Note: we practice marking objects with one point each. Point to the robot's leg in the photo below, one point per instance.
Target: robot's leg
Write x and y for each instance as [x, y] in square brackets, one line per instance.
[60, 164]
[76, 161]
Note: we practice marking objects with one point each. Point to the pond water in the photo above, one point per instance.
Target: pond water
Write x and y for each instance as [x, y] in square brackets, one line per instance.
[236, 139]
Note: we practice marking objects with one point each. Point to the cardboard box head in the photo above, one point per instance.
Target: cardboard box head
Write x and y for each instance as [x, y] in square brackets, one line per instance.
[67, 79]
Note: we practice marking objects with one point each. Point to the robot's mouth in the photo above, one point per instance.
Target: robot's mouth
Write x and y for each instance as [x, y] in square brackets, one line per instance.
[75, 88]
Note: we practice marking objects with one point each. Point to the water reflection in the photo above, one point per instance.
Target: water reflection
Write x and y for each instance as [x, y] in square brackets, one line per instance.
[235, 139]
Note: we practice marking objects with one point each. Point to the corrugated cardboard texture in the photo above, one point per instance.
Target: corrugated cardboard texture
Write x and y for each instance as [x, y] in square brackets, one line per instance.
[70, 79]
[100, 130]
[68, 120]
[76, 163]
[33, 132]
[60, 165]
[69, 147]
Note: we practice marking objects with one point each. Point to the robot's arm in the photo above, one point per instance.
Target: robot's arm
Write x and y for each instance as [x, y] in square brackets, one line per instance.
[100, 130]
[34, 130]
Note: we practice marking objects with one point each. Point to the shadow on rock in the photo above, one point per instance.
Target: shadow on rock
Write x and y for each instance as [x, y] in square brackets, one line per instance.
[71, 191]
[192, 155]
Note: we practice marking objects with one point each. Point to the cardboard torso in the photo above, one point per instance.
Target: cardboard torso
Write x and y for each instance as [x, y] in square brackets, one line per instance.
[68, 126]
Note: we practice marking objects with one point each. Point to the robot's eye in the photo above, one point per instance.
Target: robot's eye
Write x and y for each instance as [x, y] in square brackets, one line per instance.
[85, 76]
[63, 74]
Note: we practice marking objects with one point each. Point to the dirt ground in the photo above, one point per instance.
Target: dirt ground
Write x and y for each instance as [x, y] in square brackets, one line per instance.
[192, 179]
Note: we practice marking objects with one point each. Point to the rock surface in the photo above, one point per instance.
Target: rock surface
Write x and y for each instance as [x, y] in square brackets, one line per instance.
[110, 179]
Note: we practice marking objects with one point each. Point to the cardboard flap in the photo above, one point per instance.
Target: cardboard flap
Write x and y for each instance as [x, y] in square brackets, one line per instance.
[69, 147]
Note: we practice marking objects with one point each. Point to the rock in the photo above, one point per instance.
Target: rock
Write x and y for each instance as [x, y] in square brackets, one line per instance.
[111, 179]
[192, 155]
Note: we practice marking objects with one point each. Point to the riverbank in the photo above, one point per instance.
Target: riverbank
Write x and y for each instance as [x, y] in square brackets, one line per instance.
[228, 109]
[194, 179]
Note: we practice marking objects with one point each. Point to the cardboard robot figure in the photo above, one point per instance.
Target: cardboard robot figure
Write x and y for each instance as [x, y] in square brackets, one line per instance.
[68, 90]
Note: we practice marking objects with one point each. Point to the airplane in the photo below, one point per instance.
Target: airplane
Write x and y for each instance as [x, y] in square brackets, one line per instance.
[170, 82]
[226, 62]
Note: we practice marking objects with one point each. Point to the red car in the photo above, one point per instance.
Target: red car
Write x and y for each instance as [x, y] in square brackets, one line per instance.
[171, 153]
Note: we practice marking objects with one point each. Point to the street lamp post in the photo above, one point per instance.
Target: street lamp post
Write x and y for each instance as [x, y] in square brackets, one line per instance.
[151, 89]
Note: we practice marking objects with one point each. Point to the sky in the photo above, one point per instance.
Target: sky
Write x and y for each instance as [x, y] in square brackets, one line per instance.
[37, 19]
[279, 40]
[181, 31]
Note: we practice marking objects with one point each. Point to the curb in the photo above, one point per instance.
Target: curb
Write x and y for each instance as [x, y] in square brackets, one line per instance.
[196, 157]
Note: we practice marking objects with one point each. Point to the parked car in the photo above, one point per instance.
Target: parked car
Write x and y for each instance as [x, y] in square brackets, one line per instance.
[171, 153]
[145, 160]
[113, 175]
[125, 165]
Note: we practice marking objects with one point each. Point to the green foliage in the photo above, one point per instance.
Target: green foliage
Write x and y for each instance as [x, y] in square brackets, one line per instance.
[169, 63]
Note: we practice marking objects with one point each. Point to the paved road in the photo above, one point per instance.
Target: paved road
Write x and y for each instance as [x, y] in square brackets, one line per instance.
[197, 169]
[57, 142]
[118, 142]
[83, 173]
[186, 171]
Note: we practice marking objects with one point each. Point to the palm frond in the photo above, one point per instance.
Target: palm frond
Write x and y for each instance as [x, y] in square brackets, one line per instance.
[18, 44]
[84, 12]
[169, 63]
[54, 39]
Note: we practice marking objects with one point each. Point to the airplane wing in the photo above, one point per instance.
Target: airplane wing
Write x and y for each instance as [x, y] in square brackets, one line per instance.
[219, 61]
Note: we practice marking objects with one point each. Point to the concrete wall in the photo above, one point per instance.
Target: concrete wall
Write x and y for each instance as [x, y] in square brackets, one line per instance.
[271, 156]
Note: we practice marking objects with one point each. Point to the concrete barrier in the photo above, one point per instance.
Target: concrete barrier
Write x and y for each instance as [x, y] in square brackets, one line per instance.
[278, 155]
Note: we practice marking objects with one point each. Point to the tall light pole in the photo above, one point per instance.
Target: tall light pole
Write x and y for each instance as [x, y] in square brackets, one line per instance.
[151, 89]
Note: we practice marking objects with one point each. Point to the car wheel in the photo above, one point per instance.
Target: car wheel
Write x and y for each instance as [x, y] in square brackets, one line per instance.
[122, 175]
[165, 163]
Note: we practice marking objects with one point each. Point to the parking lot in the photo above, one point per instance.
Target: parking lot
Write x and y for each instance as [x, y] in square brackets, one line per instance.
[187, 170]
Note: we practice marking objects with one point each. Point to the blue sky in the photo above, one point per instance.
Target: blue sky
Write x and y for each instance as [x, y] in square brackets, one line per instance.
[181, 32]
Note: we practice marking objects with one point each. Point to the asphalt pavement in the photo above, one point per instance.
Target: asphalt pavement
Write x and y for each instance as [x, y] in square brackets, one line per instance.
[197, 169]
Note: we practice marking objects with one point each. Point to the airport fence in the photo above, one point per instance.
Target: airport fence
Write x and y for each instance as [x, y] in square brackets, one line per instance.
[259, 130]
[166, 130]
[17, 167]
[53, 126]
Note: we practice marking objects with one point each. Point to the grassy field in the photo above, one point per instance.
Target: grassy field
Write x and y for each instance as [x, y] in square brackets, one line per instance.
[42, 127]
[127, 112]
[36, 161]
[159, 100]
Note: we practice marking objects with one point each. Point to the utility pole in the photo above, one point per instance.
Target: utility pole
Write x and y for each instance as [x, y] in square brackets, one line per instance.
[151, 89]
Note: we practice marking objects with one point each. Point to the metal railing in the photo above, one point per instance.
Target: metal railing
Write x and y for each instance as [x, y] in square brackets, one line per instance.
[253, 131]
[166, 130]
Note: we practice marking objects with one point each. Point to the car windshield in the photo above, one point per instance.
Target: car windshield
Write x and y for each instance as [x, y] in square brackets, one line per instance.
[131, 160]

• **Exercise instructions**:
Using the records above as the source, restate each line verbatim.

• **Answer section**:
Note: we practice marking objects with one point each. Point to the robot's leg in the photo below, one point per instance.
Target: robot's leg
Write x and y for each instance as [x, y] in square brackets, one line per instance.
[60, 164]
[76, 161]
Note: we practice marking objects with one point each. Point to the pond water in the photo above, one point per instance.
Target: pond water
Write x and y for each instance as [x, y] in square brackets, one line per instance.
[236, 139]
Note: we practice marking objects with one point each. Point to the cardboard box head in the photo above, one point per instance.
Target: cardboard box head
Write x and y for each instance as [x, y] in square brackets, one line per instance.
[67, 79]
Note: we practice marking objects with one point each. Point to the robot's mouth in the photo above, one point per instance.
Target: robot's mouth
Write x and y for each instance as [x, y] in square brackets, one line per instance.
[75, 88]
Note: we practice marking objects with one point each. Point to the water reflection in the photo above, one point per instance.
Target: water reflection
Write x and y for each instance as [x, y] in square brackets, one line per instance.
[235, 139]
Note: we practice marking objects with one point each. Point to the corrugated cardboard texture in the photo above, one point per instance.
Target: corrugated cardboard texture
Write x and y for each instance as [x, y] in square brackets, one line per instance.
[70, 79]
[100, 130]
[68, 120]
[76, 163]
[33, 132]
[60, 165]
[69, 147]
Note: we practice marking objects with one point each. Point to the robot's arm in the photo above, one point per instance.
Target: robot's arm
Write x and y for each instance as [x, y] in square brackets, one line per instance.
[100, 130]
[34, 130]
Note: we practice marking objects with one point each. Point to the shadow on rock in the photo above, one point per instance.
Target: shadow on rock
Write x and y for each instance as [x, y] in square brackets, one line per instance.
[71, 191]
[192, 155]
Note: we practice marking objects with one point each. Point to the cardboard torso in the photo above, one point per instance.
Target: cardboard torso
Write x and y for each instance as [x, y] in square brackets, one line per instance.
[68, 126]
Note: we practice marking objects with one point each. Point to the robot's eye in the photo above, one point per instance.
Target: robot's eye
Write x and y for each instance as [x, y] in square brackets, one line per instance.
[85, 76]
[63, 74]
Note: we practice marking objects with one point each. Point to the dirt ground in the photo above, one point per instance.
Target: dirt ground
Write x and y for each instance as [x, y] in square brackets, one line per instance.
[192, 179]
Note: we practice marking objects with one point each. Point to the rock surface in the photo above, one point per instance.
Target: rock surface
Write x and y for each instance as [x, y] in square brackets, one line per instance.
[110, 179]
Note: we practice marking objects with one point each. Point to the cardboard flap in the photo above, one point per instance.
Target: cardboard flap
Write x and y for each instance as [x, y] in square brackets, one line per instance.
[69, 147]
Note: we practice marking objects with one point each. Point to the rock in the photo above, one point per instance.
Target: rock
Write x and y for each instance as [x, y] in square brackets, one line per instance.
[111, 179]
[192, 155]
Note: we practice marking objects with one point each. Point to the riverbank in the photo above, one point per instance.
Target: riverbank
Write x and y for each instance as [x, y] in square brackets, one line per instance.
[228, 109]
[194, 179]
Note: we practice marking objects with one point each. Point to the cardboard robot figure in the photo above, one point per instance.
Target: cardboard robot figure
Write x and y for each instance as [x, y] in square brackets, one line per instance.
[68, 90]
Note: we practice marking objects with one point each. Point to the airplane in the photo below, one point per instance.
Target: airplane
Write x and y for each instance as [x, y] in square brackets, one line per instance.
[170, 82]
[226, 62]
Note: we practice marking objects with one point each. Point to the red car in the photo above, one point per instance.
Target: red car
Write x and y for each instance as [x, y] in square brackets, one line per instance.
[171, 153]
Note: we practice marking objects with one point each. Point to the street lamp post in the photo above, one point per instance.
Target: street lamp post
Write x and y for each instance as [x, y] in square brackets, one line per instance.
[151, 89]
Note: we practice marking objects with one point each. Point to the sky in the photo above, one point per instance.
Target: sky
Write x and y for each instance as [x, y] in square brackets, one line per instance.
[37, 19]
[279, 40]
[181, 31]
Note: we practice marking objects with one point each. Point to the curb in the photo above, one point per instance.
Target: curb
Write x and y for each instance as [x, y] in square brackets, one line per instance.
[196, 157]
Note: we practice marking objects with one point each. Point to the parked car in the photo above, one point per instance.
Target: parked car
Write x and y for each instance as [x, y] in square brackets, one line per instance.
[171, 153]
[145, 160]
[113, 175]
[125, 165]
Note: we practice marking objects with one point each. Point to the green foliage in the photo above, one point per instance.
Target: green foliage
Write x and y for each instance as [x, y] in square brackets, one line per instance.
[169, 63]
Note: we practice marking objects with one point each. Point to the paved road in the photo above, one point per instance.
Target: paved road
Write x and y for each instance as [x, y] in square brackets, one line per instance.
[197, 169]
[57, 142]
[118, 142]
[83, 173]
[186, 171]
Note: we practice marking objects with one point each. Point to the palm frond in the photo above, one point per instance.
Target: palm frond
Write x and y for each instance as [x, y] in square brackets, one line per instance.
[18, 44]
[84, 12]
[169, 63]
[54, 39]
Note: we practice marking objects with one point each. Point to the airplane wing in the photo above, one point per instance.
Target: airplane wing
Write x and y for each instance as [x, y] in square brackets, one line per instance.
[219, 61]
Note: we practice marking objects with one point each. Point to the concrete wall in the photo above, one point per instance.
Target: concrete wall
Write x and y for each instance as [x, y] in square brackets, one line per instance.
[271, 156]
Note: we practice marking objects with one point each. Point to the concrete barrier in the photo above, one point per instance.
Target: concrete barrier
Write x and y for each instance as [x, y] in square brackets, one line per instance.
[278, 155]
Note: we practice marking objects with one point each. Point to the tall light pole in the photo above, one point per instance.
Target: tall light pole
Write x and y for each instance as [x, y] in square brackets, one line per instance.
[151, 89]
Note: we practice marking objects with one point each. Point to the car wheel in the photo above, one point per instance.
Target: car wheel
Write x and y for each instance as [x, y] in square brackets, one line per instance.
[122, 175]
[165, 163]
Note: we practice marking objects with one point each. Point to the parking lot in the photo above, one point per instance.
Target: parking lot
Write x and y for each instance as [x, y] in square brackets, one line per instance.
[187, 170]
Note: we practice marking objects with one point each. Point to the blue sky in the photo above, one point per instance.
Target: blue sky
Write x and y for each instance as [x, y] in square brackets, one line per instance.
[181, 32]
Note: we practice marking objects with one point each. Point to the asphalt pavement in the photo above, one point per instance.
Target: asphalt pavement
Write x and y for each instance as [x, y] in square brackets, one line per instance.
[197, 169]
Note: we practice marking objects with one point each. Point to the airport fence in the photo above, one point per instance.
Target: airport fence
Write x and y for each instance as [x, y] in square brackets, one line per instance.
[259, 130]
[166, 130]
[17, 167]
[53, 126]
Note: we practice marking objects with one point each. Point to the grassy field in the photo above, one point per instance.
Target: grassy field
Write x and y for each instance as [x, y] in square brackets, one line per instance.
[42, 127]
[127, 112]
[36, 161]
[159, 100]
Note: we practice marking objects with one point each. Point to the utility pole in the photo above, one point per instance.
Target: utility pole
Write x and y for each instance as [x, y] in square brackets, one line per instance.
[151, 89]
Note: we practice marking objects with one point each. Point to the metal railing in the photo above, one point per instance.
Target: metal railing
Write x and y for each instance as [x, y] in square brackets, one line per instance.
[253, 131]
[166, 130]
Note: we practice marking objects with one point each. Point to the car windshield in the photo above, one point per instance.
Target: car windshield
Write x and y for each instance as [x, y] in square brackets, one line per instance.
[131, 160]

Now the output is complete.